# Exercise instructions
Retype each line below precisely.
◇ ◇ ◇ ◇ ◇ ◇ ◇
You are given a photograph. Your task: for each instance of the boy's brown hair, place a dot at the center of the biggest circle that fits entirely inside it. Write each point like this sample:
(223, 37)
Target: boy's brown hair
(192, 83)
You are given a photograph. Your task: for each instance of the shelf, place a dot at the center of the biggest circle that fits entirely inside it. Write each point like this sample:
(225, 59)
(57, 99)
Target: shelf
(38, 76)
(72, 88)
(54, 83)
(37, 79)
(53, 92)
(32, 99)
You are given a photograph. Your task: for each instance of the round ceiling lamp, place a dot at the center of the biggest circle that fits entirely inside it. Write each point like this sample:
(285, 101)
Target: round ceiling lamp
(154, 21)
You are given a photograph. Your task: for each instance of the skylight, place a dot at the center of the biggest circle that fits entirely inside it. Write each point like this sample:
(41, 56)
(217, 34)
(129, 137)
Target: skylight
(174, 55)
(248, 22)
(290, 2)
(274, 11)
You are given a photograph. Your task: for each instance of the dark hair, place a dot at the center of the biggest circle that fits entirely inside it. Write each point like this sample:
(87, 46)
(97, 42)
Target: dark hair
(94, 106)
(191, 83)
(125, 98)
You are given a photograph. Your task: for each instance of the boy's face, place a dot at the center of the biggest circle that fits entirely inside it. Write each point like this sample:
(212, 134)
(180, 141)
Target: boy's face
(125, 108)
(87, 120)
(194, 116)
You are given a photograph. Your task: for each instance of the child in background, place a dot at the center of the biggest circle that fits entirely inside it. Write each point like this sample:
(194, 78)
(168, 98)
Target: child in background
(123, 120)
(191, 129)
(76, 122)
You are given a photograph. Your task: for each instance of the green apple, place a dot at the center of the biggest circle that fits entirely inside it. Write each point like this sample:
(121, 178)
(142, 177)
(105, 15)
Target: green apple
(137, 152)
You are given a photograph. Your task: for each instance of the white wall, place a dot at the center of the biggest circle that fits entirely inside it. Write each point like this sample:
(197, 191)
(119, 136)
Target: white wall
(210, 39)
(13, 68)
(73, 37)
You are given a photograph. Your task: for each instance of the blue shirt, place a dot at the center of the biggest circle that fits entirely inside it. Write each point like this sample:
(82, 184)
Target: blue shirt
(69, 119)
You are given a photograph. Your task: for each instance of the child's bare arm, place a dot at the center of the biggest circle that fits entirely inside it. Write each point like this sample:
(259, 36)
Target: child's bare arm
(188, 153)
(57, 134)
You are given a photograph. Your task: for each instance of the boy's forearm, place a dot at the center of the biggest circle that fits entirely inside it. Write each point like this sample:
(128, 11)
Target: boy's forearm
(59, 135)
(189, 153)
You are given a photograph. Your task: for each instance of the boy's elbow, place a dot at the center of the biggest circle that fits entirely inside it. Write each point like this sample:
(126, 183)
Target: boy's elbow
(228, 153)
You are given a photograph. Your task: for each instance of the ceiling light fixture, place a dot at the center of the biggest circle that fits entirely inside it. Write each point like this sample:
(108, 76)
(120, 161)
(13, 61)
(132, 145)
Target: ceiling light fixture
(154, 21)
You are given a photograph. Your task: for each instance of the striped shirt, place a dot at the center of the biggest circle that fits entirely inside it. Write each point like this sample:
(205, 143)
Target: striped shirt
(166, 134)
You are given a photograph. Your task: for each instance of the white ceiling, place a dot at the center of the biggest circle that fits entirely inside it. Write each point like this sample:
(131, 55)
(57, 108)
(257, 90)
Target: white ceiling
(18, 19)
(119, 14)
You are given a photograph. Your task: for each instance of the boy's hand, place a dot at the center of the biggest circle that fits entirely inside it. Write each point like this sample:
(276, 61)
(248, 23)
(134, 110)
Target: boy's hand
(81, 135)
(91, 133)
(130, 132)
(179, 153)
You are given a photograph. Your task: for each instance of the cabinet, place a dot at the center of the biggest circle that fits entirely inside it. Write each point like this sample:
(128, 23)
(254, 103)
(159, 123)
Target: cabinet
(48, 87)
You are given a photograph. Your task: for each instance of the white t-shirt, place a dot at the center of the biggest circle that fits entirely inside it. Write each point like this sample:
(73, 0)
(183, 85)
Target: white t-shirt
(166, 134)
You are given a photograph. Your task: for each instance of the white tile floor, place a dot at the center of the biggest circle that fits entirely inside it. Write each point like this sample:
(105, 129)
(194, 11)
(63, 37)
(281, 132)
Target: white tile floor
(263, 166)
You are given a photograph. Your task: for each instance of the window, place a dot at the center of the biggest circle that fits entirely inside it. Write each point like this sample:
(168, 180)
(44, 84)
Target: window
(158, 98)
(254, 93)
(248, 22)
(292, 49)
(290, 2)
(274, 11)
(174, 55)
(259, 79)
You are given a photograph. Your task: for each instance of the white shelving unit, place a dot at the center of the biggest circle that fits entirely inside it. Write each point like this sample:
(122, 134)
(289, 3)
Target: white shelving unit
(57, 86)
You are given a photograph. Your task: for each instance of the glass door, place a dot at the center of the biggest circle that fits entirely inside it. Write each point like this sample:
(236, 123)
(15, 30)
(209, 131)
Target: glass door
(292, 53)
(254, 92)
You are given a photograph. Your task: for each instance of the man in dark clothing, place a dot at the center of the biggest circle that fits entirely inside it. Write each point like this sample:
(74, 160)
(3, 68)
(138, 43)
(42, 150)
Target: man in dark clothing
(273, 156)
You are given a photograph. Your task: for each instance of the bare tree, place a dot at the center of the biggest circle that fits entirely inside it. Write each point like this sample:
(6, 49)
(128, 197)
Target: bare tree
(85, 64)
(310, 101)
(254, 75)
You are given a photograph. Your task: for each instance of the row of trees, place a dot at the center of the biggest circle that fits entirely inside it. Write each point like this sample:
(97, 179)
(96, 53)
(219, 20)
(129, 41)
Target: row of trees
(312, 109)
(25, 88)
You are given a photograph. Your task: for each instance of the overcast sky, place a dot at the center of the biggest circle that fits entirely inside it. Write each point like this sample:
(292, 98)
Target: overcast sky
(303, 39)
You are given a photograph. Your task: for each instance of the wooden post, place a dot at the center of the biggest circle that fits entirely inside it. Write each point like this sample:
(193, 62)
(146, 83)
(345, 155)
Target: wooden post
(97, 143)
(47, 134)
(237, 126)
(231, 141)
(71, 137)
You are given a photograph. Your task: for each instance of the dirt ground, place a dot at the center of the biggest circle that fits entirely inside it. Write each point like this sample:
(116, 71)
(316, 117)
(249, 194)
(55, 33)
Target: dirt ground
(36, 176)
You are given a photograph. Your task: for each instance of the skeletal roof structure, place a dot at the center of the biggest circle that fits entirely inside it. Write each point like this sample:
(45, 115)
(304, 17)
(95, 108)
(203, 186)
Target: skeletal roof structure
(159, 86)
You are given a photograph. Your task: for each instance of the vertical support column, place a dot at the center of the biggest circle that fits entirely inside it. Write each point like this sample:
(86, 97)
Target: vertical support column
◇ ◇ ◇ ◇ ◇ ◇ ◇
# Your response
You are given a photograph. Your task: for each instance of the boy's brown hair, place a dot at the center of the biggest circle that fits entirely inside it. Write each point like this sample:
(223, 37)
Target: boy's brown hair
(192, 83)
You are given a photograph. Your task: for each instance of the shelf, place a dot at the center of the biggest circle that fits entirely inside it. Write each point like this sample:
(225, 59)
(57, 99)
Target: shelf
(38, 76)
(72, 88)
(54, 83)
(37, 79)
(53, 92)
(32, 99)
You are given a photograph. Your task: for each instance of the round ceiling lamp, place a dot at the center of the biggest circle that fits entirely inside it. Write each point like this sample:
(285, 101)
Target: round ceiling lamp
(154, 21)
You are given a photograph. Your task: for each instance of the skylight, place a dot at the center of the biggest circle that fits entirely inside it. Write each point like this sample:
(41, 56)
(217, 34)
(129, 137)
Target: skylight
(174, 55)
(248, 22)
(290, 2)
(274, 11)
You are given a photograph. Your task: for each instance of the dark hair, place a dot at the center of the biggest circle that fits entirely inside it. Write each point like this sample:
(87, 46)
(97, 42)
Target: dark hair
(94, 106)
(191, 83)
(125, 98)
You are given a photograph. Your task: for each instance of the boy's face, place a dot at the center of the biggest circle that fits entirely inside it. Write each point like this sample:
(212, 134)
(180, 141)
Target: boy's face
(125, 108)
(87, 120)
(194, 116)
You are given a photograph. Your task: for each instance of the child in background, place a dot at the center of the biggest circle that fits entirely inside it. Write each point like this sample:
(194, 78)
(168, 98)
Target: child in background
(123, 120)
(191, 129)
(76, 122)
You are given a photograph. Your task: for each instance of the green apple, place a dot at the center of the biggest circle that fits entirely inside it. Write each point like this sample:
(121, 178)
(142, 177)
(105, 15)
Target: green apple
(137, 152)
You are given a photograph. Your task: for each instance of the white wall, place a dot at the center of the biggest circle that fits entirely inside it. Write each point like this sample:
(197, 191)
(119, 136)
Target: white wall
(210, 39)
(13, 68)
(73, 37)
You are given a photograph. Your task: for each instance of the blue shirt, place a dot at the center of the biggest circle that fits entirely inside it. Write each point like this sample:
(82, 184)
Target: blue shirt
(69, 119)
You are given a photograph. Your task: for each instance of the child's bare arm, place a dot at the center of the biggest circle that fits entirely inside it. Write each point like this sample:
(259, 36)
Target: child's bare arm
(188, 153)
(57, 134)
You are given a photograph. Your task: for each instance of the boy's forearm, place a dot at the center of the biggest circle that fits entirely inside it. Write each point like this sample:
(128, 11)
Target: boy's forearm
(59, 135)
(189, 153)
You are given a photograph. Your task: for each instance of the boy's elbow, place a dot at the center of the biggest circle that fits entirely inside it. Write each point like this sample:
(126, 183)
Target: boy's elbow
(228, 153)
You are given a photograph. Your task: for each instance of the ceiling light fixture, place a dot at the center of the biggest circle that fits entirely inside it. Write each point like this sample:
(108, 76)
(120, 161)
(13, 61)
(132, 145)
Target: ceiling light fixture
(154, 21)
You are given a photograph. Your task: for each instance of the striped shirt, place a dot at the center of the biggest circle that fits entirely inside it. Write each point like this sample:
(205, 143)
Target: striped shirt
(166, 134)
You are given a photograph. Your task: for each instance of the white ceiling, place a dot at the center of the biggest circle that fits entirely inside it. Write each point like this sample:
(131, 55)
(57, 108)
(257, 90)
Target: white ceiling
(18, 19)
(119, 14)
You are given a photograph. Your task: for each instance of the boy's hand, place a dot at the center of the biggest circle that fits entirely inside it. Write each point like this sample:
(276, 61)
(248, 23)
(134, 110)
Target: boy's hand
(81, 135)
(91, 133)
(130, 132)
(179, 153)
You are given a photograph. Your task: for each instance of the cabinet, place a dot at the center of the biggest circle that fits entirely inside it. Write each point like this sample:
(128, 23)
(254, 103)
(159, 123)
Target: cabinet
(48, 87)
You are given a photograph. Your task: for each instance of the white t-shirt, place a dot at the center of the biggest circle that fits entirely inside it. Write each point like this sample:
(73, 0)
(183, 85)
Target: white t-shirt
(166, 134)
You are given a photograph. Your task: for each instance of the white tile floor, place a dot at the center of the biggest circle that fits entirely inside it. Write each point like this sample:
(105, 129)
(194, 11)
(63, 37)
(281, 132)
Target: white tile floor
(263, 166)
You are given a photograph. Your task: for each instance of the window, place a dot at the center of the biggest circle that fits entirely inside it. Write each point like this sample:
(168, 180)
(44, 84)
Target: window
(158, 98)
(254, 93)
(248, 22)
(292, 49)
(290, 2)
(274, 11)
(174, 55)
(259, 79)
You are given a photograph. Your task: for each instance of the white shelving unit, place a dot at the center of the biggest circle that fits entirely inside it. Write each point like this sample:
(122, 134)
(289, 3)
Target: white shelving unit
(57, 86)
You are given a photograph. Your task: for each instance of the glass door, place a dot at the center of the biggest circle that fits entirely inside it. Write each point like this sample:
(236, 123)
(15, 30)
(209, 131)
Target: glass door
(292, 53)
(254, 92)
You are given a photograph. Your task: for each instance of the man in dark clothing, place a dot at the center of the biggest circle that fits entirely inside it. Write each point like this sample:
(74, 160)
(3, 68)
(138, 43)
(42, 150)
Target: man in dark clothing
(273, 156)
You are given a photograph. Your task: for each instance of the bare tree, place a dot at the center of the biggest circle that fits entirely inside it. Write each point like this sample:
(6, 49)
(128, 197)
Target: bare tree
(85, 64)
(310, 101)
(254, 75)
You are given a photograph. Your task: for each instance of the row of trees, place a dot at the center of the biggest circle that fits entirely inside it. Write each point like this sample:
(97, 179)
(96, 53)
(219, 20)
(129, 41)
Target: row of trees
(312, 109)
(25, 88)
You are given a photograph. Your task: for each instance of the overcast sky, place a dot at the center of the biggest circle that fits entirely inside it. Write each point like this sample:
(292, 98)
Target: overcast sky
(303, 39)
You are given a photograph. Your task: for each instance of the wooden post, place a dot at the center of the biggest circle that fits entirely inside it. Write each point like this sample:
(193, 62)
(146, 83)
(345, 155)
Target: wooden post
(97, 143)
(47, 134)
(237, 126)
(231, 141)
(71, 137)
You are given a photograph. Your task: for each instance of the dirt ground, place a dot at the center of the biggest circle that fits entirely inside it. Write each point like this sample:
(116, 71)
(316, 117)
(249, 194)
(55, 33)
Target: dirt ground
(36, 176)
You are given a photograph. Your task: for each instance of the skeletal roof structure, place a dot at the center of the biggest circle that fits entirely inside it. Write each point like this sample:
(45, 115)
(304, 17)
(95, 108)
(203, 186)
Target: skeletal roof structure
(159, 86)
You are given a photograph. Your task: for each instance of the vertical support column, place a dot at the center of the biggest circle that fits entirely inside it. Write each point like this sample:
(86, 97)
Target: vertical support column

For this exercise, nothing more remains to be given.